### WHAT IS NEEDED
Set out exactly, line by line, the stretch of data below that begins at the line containing "Could you please point to the white building" and ends at the line containing "Could you please point to the building", with both ends kept.

Saved entries:
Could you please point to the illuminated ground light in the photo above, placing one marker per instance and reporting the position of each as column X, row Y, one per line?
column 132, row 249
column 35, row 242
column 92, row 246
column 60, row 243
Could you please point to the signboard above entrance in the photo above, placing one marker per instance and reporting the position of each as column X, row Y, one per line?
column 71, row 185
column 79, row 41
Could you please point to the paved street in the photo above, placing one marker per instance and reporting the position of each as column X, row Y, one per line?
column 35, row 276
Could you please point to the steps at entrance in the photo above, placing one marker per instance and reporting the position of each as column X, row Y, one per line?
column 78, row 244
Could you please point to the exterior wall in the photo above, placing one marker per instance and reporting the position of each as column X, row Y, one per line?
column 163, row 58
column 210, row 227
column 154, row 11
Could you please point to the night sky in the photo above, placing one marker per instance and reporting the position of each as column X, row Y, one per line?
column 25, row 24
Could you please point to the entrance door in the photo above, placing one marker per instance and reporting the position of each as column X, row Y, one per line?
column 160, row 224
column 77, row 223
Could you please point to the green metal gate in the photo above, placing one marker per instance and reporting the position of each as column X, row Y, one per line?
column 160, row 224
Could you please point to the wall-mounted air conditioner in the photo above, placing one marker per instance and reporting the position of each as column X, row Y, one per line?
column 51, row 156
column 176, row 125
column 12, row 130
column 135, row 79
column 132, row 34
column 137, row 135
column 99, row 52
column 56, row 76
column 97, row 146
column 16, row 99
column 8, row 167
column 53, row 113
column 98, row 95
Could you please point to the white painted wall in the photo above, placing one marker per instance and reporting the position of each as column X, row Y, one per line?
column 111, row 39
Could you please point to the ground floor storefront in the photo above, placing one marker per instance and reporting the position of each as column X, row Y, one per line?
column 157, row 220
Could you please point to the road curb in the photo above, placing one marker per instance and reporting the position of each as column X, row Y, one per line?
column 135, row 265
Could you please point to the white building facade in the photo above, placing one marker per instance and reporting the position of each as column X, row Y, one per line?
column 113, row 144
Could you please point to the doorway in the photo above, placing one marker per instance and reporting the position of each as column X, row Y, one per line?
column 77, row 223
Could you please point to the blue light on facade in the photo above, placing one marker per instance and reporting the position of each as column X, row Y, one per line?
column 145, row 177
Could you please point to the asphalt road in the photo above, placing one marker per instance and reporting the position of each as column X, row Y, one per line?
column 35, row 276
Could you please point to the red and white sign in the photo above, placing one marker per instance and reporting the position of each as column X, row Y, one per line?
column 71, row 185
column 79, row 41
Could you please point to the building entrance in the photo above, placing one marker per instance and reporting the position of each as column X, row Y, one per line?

--

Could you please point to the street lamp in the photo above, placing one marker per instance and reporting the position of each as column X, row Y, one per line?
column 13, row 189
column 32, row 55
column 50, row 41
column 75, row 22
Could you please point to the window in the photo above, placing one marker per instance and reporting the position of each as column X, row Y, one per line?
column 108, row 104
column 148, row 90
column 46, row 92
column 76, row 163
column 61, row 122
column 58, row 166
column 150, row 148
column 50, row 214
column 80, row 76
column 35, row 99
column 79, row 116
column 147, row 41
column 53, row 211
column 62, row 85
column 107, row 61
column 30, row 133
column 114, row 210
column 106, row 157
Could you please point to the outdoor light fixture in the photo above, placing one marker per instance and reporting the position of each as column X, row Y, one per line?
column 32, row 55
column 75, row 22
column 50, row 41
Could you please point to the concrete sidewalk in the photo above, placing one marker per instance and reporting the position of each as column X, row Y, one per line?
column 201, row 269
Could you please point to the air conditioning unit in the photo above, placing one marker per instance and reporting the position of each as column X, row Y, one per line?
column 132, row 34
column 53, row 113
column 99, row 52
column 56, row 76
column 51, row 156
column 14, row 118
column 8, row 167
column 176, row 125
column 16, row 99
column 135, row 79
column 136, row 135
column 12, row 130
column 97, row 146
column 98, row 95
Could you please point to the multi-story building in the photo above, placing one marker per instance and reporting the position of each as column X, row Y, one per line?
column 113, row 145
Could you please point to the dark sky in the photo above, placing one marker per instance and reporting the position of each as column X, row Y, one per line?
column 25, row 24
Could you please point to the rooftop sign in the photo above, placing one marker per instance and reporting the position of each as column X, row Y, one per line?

### REPLY
Could you please point to the white building facade in the photo above, placing one marker per instance and reporting the position of each as column X, row Y, one per line?
column 113, row 144
Could you please point to the doorway in the photo above, placing one marker per instance and reporting the position of each as column X, row Y, one per line?
column 77, row 223
Could you please point to the blue light on facade in the photo above, placing one marker per instance and reporting the position of each as column X, row Y, one per line?
column 145, row 177
Could you please point to the asphalt road in the photo above, placing one marker per instance and reporting the position of each as column X, row Y, one per line?
column 35, row 276
Could you please point to the red and white sign in the photo above, placing one marker per instance and reporting the position of each as column X, row Y, one per line?
column 71, row 185
column 79, row 41
Could you please point to the building entrance in the photo above, placing one marker per instance and reporting the position of each as column X, row Y, one per line?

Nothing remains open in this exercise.